### EXERCISE TASK
Copy the part of the data that opens with the line containing "225, row 313." and closes with the line containing "column 99, row 150", both lines included, reproducing every character unchanged.

Pointing entries for named objects
════════
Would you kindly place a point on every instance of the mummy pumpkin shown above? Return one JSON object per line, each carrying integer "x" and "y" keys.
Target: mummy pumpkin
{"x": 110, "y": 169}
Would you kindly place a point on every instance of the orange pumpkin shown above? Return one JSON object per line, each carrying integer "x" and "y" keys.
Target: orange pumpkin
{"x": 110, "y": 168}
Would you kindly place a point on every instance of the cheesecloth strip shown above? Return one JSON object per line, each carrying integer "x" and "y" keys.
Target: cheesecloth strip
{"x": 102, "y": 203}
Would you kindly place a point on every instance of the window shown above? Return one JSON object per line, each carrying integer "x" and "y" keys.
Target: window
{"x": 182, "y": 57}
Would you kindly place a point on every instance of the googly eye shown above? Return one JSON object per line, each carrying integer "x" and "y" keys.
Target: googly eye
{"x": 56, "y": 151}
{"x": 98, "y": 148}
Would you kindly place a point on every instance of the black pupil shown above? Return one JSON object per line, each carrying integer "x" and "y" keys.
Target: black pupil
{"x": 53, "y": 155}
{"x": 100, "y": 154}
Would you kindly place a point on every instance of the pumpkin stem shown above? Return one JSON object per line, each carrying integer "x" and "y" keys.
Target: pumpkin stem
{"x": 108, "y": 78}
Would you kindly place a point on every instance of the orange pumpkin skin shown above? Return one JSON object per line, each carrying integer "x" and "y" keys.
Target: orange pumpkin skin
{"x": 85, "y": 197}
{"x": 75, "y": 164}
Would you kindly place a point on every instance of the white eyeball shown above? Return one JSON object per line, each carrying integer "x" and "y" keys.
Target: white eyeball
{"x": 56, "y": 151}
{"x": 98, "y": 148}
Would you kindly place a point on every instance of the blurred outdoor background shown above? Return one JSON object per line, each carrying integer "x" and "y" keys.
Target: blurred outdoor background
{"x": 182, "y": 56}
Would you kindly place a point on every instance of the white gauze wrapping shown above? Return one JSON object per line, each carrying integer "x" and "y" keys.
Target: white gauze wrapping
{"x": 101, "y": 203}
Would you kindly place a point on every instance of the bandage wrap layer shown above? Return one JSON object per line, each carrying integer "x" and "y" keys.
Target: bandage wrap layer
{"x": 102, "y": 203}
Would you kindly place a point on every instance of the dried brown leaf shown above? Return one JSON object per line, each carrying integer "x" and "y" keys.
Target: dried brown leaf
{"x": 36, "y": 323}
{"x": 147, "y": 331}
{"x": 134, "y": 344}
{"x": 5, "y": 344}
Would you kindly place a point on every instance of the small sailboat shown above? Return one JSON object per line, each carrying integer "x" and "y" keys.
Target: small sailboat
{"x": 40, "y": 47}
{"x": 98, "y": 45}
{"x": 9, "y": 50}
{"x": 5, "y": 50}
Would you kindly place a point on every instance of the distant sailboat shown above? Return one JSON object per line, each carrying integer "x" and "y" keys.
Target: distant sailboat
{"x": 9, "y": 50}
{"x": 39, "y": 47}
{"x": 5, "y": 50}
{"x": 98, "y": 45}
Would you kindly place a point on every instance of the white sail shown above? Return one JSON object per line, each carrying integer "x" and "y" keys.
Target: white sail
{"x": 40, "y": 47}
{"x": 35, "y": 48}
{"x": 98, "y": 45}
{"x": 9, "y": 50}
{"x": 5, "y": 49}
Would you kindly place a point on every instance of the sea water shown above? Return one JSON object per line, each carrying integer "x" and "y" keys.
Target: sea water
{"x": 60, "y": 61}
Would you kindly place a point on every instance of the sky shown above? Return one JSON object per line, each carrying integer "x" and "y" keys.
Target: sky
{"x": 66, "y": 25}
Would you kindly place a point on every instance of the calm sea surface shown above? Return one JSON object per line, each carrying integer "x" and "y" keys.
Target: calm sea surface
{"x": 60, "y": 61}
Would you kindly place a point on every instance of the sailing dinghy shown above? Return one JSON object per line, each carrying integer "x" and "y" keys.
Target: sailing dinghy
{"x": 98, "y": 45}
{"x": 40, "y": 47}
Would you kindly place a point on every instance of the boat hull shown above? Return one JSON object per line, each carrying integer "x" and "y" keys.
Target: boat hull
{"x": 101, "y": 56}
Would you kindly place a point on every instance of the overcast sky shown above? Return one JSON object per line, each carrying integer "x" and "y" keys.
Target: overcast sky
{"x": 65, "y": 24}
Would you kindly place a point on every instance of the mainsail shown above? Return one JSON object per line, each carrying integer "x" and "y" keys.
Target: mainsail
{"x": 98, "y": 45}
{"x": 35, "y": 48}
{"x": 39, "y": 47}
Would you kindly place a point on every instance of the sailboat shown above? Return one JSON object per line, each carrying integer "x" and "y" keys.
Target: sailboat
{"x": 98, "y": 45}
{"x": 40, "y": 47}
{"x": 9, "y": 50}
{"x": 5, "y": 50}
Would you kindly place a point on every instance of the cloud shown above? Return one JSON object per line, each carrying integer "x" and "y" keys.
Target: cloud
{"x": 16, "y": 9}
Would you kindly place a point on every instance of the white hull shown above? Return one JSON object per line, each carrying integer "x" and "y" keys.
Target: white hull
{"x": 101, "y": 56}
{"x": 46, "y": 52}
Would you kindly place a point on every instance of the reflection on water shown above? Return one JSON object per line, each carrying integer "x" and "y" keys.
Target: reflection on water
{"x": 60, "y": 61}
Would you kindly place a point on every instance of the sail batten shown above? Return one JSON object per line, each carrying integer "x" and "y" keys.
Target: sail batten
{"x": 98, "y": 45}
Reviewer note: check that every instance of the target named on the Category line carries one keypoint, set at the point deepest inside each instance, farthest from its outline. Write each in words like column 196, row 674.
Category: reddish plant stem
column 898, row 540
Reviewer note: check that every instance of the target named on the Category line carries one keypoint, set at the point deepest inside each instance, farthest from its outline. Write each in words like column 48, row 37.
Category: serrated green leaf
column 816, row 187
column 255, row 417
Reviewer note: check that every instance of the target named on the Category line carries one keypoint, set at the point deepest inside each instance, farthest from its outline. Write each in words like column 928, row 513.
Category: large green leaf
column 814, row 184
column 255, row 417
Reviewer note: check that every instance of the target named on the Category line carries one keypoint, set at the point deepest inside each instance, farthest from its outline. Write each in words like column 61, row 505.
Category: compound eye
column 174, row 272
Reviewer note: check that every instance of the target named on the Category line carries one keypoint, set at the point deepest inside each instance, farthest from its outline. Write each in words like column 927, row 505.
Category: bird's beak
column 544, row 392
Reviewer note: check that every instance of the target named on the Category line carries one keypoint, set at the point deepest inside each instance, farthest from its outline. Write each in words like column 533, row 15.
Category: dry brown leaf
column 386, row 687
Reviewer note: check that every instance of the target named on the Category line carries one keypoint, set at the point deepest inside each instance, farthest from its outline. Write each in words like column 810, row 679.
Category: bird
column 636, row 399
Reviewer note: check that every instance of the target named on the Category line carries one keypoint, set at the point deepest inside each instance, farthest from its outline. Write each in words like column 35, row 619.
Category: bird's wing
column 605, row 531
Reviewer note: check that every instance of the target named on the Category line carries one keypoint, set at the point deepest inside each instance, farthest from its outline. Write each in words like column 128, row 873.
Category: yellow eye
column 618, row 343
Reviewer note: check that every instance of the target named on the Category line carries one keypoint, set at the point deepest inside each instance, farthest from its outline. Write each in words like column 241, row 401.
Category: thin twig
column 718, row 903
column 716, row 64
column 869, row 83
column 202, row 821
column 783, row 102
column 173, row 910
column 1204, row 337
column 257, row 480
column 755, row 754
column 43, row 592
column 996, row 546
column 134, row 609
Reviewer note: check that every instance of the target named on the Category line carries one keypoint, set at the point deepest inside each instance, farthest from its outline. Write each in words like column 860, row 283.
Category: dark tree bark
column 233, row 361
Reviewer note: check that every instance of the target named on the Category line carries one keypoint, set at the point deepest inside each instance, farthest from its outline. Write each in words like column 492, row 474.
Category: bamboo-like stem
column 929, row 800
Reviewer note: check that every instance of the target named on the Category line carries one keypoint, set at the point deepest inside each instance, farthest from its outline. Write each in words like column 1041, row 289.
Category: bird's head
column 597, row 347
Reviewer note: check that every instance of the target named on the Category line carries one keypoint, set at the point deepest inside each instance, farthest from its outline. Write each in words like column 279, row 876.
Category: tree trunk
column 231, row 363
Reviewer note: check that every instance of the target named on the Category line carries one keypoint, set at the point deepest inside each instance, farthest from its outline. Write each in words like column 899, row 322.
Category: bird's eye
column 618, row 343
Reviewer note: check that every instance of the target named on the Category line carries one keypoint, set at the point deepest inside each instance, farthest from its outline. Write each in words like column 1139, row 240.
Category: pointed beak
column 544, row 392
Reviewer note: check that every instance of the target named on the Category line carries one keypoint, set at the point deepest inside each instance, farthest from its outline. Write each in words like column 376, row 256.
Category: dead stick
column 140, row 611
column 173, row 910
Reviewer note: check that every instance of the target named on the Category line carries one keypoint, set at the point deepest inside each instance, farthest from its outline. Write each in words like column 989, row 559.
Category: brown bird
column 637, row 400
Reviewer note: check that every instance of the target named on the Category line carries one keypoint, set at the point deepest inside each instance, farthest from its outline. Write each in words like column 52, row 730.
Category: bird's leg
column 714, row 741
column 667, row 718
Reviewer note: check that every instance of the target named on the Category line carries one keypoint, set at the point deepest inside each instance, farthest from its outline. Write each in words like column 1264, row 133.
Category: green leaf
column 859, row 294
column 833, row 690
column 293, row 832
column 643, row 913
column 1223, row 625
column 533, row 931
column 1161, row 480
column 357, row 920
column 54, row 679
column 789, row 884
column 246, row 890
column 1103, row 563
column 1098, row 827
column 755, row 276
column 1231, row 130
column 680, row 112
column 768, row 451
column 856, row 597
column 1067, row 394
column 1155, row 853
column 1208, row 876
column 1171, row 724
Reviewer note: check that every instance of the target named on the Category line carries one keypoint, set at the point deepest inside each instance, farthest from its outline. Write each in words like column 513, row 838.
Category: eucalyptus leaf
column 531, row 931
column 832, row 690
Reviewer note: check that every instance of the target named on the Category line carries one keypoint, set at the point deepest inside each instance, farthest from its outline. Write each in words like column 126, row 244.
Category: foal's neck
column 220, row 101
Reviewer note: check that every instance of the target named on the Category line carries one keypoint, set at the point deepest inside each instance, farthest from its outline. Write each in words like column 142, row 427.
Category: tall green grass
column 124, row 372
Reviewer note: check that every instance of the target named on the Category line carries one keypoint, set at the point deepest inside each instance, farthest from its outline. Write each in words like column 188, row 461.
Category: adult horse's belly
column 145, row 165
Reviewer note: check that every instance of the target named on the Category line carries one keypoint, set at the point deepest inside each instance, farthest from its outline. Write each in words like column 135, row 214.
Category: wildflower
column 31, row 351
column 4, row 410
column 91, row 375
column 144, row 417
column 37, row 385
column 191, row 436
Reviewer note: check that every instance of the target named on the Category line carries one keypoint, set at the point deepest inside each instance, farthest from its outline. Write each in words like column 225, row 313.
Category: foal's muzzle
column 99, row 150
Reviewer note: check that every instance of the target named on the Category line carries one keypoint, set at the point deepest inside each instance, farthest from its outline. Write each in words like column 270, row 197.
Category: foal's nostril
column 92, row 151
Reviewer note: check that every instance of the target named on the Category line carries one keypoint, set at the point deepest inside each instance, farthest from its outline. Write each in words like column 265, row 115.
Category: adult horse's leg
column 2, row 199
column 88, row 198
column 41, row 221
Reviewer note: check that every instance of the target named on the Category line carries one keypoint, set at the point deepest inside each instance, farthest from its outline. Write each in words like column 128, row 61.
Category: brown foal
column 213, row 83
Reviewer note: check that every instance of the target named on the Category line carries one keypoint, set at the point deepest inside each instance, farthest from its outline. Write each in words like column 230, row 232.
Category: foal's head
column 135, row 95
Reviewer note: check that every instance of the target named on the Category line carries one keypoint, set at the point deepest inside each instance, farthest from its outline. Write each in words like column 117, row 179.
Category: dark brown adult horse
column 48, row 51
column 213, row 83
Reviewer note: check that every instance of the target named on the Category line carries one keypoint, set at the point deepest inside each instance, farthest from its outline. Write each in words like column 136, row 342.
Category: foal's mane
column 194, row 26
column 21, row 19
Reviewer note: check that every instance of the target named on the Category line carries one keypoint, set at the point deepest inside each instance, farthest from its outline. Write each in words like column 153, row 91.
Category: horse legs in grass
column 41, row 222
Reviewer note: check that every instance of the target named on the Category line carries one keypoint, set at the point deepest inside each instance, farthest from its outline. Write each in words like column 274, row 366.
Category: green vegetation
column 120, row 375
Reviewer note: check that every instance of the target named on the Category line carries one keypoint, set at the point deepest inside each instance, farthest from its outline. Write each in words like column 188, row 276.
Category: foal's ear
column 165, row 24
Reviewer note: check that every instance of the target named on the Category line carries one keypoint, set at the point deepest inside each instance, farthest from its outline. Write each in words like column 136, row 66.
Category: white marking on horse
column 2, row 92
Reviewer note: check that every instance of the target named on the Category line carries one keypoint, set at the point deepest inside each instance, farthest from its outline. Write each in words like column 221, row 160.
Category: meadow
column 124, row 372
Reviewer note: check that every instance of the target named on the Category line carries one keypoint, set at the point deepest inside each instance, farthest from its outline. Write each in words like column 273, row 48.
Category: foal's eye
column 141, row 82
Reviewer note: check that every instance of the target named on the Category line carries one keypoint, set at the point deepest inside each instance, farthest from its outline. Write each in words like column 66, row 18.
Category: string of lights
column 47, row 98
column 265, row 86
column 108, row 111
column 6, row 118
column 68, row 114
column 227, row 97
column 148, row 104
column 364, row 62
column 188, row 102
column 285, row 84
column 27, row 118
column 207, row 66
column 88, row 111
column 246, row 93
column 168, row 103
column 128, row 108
════════
### CORRECT RESPONSE
Reviewer note: check that every instance of the target named on the Category line carries one keypoint, set at the point deepest inside each instance, farthest from its outline. Write each in words like column 225, row 313.
Category: foal's muzzle
column 99, row 150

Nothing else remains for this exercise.